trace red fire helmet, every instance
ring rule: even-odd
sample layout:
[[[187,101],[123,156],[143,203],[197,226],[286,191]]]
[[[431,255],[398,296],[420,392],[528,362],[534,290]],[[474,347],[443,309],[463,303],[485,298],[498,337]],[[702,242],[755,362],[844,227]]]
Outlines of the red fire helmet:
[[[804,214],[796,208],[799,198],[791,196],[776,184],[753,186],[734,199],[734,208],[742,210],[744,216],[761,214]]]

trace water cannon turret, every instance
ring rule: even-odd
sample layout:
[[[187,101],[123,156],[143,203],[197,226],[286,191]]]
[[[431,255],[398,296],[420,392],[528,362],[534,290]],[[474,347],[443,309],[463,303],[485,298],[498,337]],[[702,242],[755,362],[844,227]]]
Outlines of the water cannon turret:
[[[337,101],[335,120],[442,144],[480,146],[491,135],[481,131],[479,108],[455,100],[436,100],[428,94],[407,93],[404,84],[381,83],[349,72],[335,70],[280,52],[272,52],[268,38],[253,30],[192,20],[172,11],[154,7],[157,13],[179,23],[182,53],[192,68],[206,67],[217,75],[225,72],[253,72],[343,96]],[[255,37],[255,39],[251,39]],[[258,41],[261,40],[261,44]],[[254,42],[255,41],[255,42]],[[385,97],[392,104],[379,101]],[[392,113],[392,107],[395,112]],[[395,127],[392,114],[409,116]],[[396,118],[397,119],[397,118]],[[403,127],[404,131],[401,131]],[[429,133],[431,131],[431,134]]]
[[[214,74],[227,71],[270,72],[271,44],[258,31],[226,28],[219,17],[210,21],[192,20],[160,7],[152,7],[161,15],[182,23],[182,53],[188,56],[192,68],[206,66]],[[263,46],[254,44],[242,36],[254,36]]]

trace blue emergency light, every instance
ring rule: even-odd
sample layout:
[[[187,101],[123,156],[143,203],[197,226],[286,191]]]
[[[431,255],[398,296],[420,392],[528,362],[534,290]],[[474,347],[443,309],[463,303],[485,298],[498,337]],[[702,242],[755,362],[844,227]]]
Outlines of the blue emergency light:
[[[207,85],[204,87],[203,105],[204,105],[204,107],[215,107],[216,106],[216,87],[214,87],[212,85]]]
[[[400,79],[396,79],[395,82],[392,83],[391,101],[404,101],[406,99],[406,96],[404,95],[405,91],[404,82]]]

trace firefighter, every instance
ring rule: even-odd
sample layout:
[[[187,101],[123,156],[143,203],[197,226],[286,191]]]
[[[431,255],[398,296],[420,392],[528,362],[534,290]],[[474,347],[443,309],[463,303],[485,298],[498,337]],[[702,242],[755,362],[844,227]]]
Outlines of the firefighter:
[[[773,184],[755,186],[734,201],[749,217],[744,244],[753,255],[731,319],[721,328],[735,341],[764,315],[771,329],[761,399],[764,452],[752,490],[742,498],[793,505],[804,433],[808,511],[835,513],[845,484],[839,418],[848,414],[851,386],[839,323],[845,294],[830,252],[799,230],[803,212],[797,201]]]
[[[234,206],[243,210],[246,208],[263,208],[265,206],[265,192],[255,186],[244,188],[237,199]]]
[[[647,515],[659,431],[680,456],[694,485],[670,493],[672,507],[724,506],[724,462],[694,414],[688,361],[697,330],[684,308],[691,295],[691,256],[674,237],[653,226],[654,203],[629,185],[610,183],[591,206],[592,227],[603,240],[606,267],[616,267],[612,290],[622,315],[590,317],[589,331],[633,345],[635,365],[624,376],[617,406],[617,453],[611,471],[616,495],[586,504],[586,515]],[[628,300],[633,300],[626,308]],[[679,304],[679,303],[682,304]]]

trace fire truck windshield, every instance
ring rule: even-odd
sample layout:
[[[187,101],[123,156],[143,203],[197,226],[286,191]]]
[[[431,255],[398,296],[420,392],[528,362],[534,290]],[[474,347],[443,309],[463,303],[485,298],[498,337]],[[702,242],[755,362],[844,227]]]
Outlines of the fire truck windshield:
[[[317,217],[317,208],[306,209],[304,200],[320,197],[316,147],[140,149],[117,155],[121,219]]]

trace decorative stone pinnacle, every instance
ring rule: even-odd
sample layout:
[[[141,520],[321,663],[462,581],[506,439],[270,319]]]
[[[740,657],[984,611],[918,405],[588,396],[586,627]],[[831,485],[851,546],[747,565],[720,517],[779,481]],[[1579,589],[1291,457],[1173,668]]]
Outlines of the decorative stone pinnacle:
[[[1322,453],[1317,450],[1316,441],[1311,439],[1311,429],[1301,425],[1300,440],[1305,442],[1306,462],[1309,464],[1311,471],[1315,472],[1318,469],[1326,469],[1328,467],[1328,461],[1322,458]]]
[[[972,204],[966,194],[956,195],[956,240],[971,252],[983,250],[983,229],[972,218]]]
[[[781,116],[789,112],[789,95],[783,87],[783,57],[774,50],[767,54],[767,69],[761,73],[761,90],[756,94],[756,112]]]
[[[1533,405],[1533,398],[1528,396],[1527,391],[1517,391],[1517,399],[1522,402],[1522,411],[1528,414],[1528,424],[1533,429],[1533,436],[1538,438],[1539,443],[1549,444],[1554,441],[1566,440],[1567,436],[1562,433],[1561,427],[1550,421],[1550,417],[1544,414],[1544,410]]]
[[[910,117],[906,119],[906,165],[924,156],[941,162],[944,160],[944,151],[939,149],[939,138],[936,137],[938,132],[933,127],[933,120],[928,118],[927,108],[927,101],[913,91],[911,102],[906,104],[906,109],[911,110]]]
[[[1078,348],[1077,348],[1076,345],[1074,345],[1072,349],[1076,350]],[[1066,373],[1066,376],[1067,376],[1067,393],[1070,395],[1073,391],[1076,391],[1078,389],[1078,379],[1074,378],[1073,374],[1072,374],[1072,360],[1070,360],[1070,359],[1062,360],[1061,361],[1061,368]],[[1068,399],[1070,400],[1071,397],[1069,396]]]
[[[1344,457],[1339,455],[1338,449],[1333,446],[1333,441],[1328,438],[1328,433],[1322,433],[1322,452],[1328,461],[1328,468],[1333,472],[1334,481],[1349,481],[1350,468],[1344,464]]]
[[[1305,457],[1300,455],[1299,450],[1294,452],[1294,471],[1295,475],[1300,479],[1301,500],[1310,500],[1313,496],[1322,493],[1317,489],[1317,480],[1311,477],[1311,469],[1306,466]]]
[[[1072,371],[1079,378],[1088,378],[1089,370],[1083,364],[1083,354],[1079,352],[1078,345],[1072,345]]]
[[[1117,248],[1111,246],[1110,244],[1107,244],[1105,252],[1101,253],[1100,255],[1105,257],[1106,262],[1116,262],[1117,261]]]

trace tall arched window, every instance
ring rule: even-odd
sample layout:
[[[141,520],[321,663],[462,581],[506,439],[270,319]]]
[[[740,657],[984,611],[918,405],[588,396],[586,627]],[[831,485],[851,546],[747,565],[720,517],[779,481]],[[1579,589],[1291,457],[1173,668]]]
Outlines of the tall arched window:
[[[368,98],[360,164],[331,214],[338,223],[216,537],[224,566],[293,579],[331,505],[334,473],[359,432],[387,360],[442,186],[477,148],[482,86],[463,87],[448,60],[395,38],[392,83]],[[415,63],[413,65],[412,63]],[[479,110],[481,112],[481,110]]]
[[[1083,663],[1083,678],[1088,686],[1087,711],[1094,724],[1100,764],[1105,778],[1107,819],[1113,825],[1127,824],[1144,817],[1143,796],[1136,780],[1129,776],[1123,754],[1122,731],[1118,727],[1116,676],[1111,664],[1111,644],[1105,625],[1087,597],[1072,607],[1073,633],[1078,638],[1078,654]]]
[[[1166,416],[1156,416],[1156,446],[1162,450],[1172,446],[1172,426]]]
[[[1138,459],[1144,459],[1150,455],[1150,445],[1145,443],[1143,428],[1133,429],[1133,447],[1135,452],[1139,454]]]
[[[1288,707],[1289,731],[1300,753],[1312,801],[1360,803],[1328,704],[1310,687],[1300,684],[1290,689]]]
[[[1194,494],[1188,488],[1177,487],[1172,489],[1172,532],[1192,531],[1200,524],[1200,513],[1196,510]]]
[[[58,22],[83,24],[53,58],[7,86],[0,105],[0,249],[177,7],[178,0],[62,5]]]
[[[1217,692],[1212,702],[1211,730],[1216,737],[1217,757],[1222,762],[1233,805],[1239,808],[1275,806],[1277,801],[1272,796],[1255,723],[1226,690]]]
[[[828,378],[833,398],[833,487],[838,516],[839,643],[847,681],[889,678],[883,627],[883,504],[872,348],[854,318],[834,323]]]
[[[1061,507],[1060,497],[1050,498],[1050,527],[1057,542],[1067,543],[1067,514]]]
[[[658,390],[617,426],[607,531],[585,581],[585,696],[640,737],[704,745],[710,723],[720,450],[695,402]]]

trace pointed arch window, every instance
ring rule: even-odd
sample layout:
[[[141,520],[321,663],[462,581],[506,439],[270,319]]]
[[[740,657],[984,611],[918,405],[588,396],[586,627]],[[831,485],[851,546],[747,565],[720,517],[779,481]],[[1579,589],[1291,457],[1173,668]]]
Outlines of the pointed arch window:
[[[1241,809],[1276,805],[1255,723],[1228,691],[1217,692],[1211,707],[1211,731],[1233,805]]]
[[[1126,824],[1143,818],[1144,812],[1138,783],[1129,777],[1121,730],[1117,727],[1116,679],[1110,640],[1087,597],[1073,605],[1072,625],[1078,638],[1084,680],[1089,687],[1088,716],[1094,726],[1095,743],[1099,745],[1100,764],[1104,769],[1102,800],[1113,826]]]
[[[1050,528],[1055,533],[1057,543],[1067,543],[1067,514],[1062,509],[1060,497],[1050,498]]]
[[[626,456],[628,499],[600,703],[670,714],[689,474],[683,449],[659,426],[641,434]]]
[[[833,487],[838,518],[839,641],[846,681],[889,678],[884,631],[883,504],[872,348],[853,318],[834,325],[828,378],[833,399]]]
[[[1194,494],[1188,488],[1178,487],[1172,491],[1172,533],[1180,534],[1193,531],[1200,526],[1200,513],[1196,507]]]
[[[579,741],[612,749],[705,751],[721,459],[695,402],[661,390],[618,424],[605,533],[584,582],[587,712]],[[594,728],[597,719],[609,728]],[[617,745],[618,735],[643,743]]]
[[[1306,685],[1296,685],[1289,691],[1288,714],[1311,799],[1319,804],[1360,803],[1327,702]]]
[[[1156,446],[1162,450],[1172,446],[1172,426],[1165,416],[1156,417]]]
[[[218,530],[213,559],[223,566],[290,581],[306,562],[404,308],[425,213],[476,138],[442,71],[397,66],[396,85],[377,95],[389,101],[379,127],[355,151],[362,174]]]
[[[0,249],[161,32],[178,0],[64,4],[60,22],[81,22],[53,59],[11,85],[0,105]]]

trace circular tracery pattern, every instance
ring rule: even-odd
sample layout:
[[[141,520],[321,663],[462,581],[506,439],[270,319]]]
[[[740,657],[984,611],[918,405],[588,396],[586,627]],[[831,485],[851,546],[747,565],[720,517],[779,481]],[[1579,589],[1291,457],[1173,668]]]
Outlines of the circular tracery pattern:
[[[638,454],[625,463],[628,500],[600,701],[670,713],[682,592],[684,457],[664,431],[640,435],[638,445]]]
======
* What needs to be done
Your reply should consist of one number: how many lines of the material above include the word "every".

* Solution below
9